BEGIN INFORMATION PROVIDED

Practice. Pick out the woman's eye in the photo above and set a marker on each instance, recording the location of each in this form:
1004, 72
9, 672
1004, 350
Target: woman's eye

END INFORMATION PROVIDED

**PROBLEM DETAILS**
Copy every item above line for line, without changing anything.

**ANSWER TO THE TASK**
Practice. Pick out the woman's eye in the photo above and set a marker on each instance, recording the location of each in this form:
1004, 72
9, 672
1004, 350
Target: woman's eye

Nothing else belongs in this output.